::: Dataset records :::

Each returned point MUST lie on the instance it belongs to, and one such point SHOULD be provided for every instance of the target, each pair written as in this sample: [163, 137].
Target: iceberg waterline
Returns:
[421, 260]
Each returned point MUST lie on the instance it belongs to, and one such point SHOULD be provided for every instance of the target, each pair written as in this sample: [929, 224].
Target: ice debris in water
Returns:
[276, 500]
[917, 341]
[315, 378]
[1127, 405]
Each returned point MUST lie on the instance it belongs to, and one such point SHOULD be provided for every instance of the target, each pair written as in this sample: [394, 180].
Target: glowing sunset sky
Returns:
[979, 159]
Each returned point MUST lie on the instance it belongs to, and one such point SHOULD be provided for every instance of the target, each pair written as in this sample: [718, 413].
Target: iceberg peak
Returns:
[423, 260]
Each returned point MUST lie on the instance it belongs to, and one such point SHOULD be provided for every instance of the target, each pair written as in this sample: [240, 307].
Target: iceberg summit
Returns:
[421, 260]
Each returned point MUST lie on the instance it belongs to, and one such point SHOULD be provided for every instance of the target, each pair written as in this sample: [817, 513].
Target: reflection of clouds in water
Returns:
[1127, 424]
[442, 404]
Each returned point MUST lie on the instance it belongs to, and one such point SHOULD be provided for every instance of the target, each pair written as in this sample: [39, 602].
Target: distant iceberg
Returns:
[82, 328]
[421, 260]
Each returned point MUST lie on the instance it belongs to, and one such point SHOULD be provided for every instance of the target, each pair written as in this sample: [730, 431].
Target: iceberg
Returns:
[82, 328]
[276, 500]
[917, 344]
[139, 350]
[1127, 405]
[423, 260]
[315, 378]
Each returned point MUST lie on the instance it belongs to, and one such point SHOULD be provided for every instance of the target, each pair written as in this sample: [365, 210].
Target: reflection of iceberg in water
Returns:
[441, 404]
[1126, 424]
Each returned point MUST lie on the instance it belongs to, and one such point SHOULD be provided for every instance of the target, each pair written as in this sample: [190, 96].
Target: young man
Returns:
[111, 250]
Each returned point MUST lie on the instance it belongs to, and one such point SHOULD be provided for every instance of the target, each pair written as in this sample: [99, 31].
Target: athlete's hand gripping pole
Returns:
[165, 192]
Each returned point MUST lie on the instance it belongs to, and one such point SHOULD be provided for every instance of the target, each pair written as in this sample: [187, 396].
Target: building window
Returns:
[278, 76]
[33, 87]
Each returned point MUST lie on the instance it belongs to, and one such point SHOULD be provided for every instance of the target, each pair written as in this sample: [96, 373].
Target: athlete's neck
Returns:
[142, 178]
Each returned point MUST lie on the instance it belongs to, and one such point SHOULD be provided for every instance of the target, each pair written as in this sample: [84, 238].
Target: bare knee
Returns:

:::

Exercise details:
Print all of the entries exactly as they are written.

Response to this exercise:
Each returned point MUST lie on the instance it belongs to, and one such point SHOULD be provided for every instance of the target, each pair written as in this sample: [163, 137].
Target: iceberg waterline
Returns:
[421, 260]
Each returned point MUST lie on the instance it belongs to, and one such point SHOULD be provided for every instance of the target, each pair written as in this sample: [929, 224].
Target: ice debris in water
Returns:
[276, 500]
[917, 341]
[315, 378]
[1127, 405]
Each returned point MUST lie on the instance it belongs to, and one such point SHOULD be provided for every instance of the target, each pair written as in this sample: [394, 180].
Target: glowing sunset sky
Returns:
[979, 159]
Each returned point MUST lie on the instance it belongs to, and one such point SHOULD be provided for every instance of the target, each pair written as in this sample: [718, 413].
Target: iceberg peak
Returns:
[423, 260]
Each returned point MUST lie on the instance it belongs to, and one such point SHOULD be provided for every instance of the target, each pair written as in this sample: [240, 307].
Target: iceberg summit
Returns:
[421, 260]
Each returned point MUST lie on the instance it belongs to, and one such point SHOULD be provided for every instance of the target, each pair written as in this sample: [817, 513].
Target: reflection of clouds in water
Returns:
[1127, 424]
[442, 404]
Each returned point MUST lie on the instance it belongs to, and one such point SHOULD be provided for every instance of the target, each pair written as in this sample: [39, 602].
Target: distant iceberg
Returns:
[82, 328]
[421, 260]
Each returned point MUST lie on the instance it belongs to, and one such point SHOULD be provided for every instance of the target, each pair written as in this sample: [730, 431].
Target: iceberg
Returns:
[82, 328]
[276, 500]
[917, 344]
[139, 350]
[1127, 405]
[423, 260]
[315, 378]
Each returned point MUST lie on the instance it belongs to, and one such point SHOULD be provided for every instance of the target, each pair written as in this sample: [365, 210].
Target: reflection of iceberg in water
Returns:
[441, 404]
[1126, 424]
Each returned point MUST lie on the instance it belongs to, and one such point SHOULD be provided for every instance of the target, each pair written as in this sample: [190, 96].
Target: young man
Returns:
[111, 250]
Each returned point MUST lie on the instance it belongs to, and one such point SHOULD be provided for every instance of the target, each pair written as in this sample: [99, 31].
Target: athlete's hand gripping pole
Returns:
[165, 192]
Each returned point MUST lie on the instance it belongs to, and one such point SHOULD be provided for every instance of the target, each pair written as in this sample: [187, 396].
Target: building window
Returns:
[278, 76]
[33, 87]
Each returned point MUST lie on the instance it belongs to, and one such point SHOULD be provided for every instance of the target, each pair written as in this sample: [96, 373].
Target: athlete's neck
Returns:
[142, 178]
Each returned point MUST lie on the instance it belongs to, and one such point SHOULD be provided for every instance of the target, each pair written as in this sample: [84, 238].
Target: bare knee
Returns:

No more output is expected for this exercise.